GIVEN REQUEST 1: Pull out every line of the listing below that contains the string "golden", matching case exactly.

□ □ □ □ □ □ □

BigLaw Political Donations:
It might not be a surprise that major law firm donations largely mirror those of law professors, and are weighted heavily toward Barack Obama (albeit not as heavily as lawprof donations), as Bruce Batista summarizes here. Why is this? Batista has his own ideas, and I'd be curious about others.
Related Posts (on one page):
- Law Firm Campaign Contributions Increase:
- BigLaw Political Donations:
Let's face it. Most people seem not to like Bush's performance. A main reason they are voting for McCain is that there is an irrational fear of an Obama presidency. Sure, there are those who actually favor McCain's plans for the wars, his vow to appoint justices who will overturn Roe v. Wade, and his tax policies. And then there are those who think Bush has done a bang-up job. I submit that those people are few and far between.
Less cynically, you can take the lawyer out of Harvard, but you can't take Harvard out of the lawyer. The guilt gnaws.
To answer your question JA, I'm going to vote that lawyers approve of his policy preferences.
But to give his post more serious treatment than it may deserve, can anyone tell us whether this is much different from previous elections? If this is par for the course, then the only-stoopid-peeple-like-Bush argument can be dismissed. If not . . . well, we still have many more questions to ask.
I liked your post so much that I accidentally stabbed my uvula with a fountain pen. Again.
No more irrational than the majority of exuberance in reaction to Obama's candidacy.
In short, it's the network. Go to Harvard and teach at Chicago and you will meet and befriend a lot of lawyers. Those lawyers tend to know other lawyers. You fundraise from your friends. Not complicated.
Batista is doing an awful lot of sneering without a lot of data. My guess is taht lawyers contribute for the same set of reasons other people do - a mix of policy preference, acquaintance (as suggested by nc3274), economic self-interest, etc.
Other explanations:
1. Obama is a lawyer and thus other lawyers believe he will further the interests of lawyers or they are narcissistic and want to see a lawyer elected to office. He also has a lawyer as a VP. As lawyers spend a significant amount of time advising clients who may or may not listen to their advice, electing a lawyer as president is essentially the fulfillment of a wish to "steer the boat".
2. Trojan Horse. So many lawyers have invested in Obama already that he will be forced to recognize lawyers as a critical constituancy, in short, every donation further obligates Obama to lawyers. His VP choice may reflect this. The more lawyers donate the more likely they are going to be considered as stakeholders and so the more they will be represented when it comes time to push policy.

□ □ □ □ □ □ □

GIVEN REQUEST 2: Reproduce verbatim the portion of the BigLaw donations post above starting at "To answer your" and ending at "to Obama's candidacy.".

□ □ □ □ □ □ □

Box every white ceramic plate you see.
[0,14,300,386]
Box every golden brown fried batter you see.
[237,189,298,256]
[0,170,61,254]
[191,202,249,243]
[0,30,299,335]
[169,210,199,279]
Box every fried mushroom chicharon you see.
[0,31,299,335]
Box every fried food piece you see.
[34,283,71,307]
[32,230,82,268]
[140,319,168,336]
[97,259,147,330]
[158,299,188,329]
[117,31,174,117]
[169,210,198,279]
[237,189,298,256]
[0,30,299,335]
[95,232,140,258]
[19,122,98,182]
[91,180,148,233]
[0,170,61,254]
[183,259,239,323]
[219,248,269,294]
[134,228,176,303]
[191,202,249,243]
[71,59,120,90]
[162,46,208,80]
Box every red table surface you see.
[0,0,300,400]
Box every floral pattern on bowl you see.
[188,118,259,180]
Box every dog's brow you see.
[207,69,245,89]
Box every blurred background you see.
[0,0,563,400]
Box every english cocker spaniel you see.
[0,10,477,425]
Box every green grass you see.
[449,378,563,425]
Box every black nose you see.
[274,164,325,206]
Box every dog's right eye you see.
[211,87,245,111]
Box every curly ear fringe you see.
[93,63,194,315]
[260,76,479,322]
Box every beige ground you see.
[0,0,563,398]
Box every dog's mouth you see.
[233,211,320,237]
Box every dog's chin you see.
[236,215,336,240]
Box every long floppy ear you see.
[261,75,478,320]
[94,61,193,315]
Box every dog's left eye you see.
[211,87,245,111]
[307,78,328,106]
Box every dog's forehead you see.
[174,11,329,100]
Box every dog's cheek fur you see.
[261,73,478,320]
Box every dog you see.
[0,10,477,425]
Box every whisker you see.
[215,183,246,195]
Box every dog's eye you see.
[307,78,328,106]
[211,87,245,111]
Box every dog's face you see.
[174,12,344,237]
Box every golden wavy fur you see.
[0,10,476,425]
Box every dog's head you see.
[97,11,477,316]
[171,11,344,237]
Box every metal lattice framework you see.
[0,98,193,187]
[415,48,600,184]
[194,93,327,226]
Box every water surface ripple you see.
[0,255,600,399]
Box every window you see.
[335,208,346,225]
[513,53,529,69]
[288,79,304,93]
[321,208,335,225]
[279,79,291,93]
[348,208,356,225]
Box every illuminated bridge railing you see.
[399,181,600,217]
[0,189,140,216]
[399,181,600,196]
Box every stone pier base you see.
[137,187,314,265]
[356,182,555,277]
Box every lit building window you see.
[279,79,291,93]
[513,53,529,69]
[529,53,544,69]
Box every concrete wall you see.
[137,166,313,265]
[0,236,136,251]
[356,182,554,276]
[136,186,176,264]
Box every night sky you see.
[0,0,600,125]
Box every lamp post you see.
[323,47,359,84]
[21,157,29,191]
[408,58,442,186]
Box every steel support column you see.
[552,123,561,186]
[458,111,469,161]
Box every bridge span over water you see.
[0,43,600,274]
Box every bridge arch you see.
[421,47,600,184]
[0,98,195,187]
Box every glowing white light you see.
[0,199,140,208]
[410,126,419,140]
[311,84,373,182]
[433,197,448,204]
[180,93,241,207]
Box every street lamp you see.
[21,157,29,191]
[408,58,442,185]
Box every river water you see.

□ □ □ □ □ □ □

TASK RESPONSE 1:
Box every golden brown fried batter you see.
Box every golden wavy fur you see.

TASK RESPONSE 2:
To answer your question JA, I'm going to vote that lawyers approve of his policy preferences.
But to give his post more serious treatment than it may deserve, can anyone tell us whether this is much different from previous elections? If this is par for the course, then the only-stoopid-peeple-like-Bush argument can be dismissed. If not . . . well, we still have many more questions to ask.
I liked your post so much that I accidentally stabbed my uvula with a fountain pen. Again.
No more irrational than the majority of exuberance in reaction to Obama's candidacy.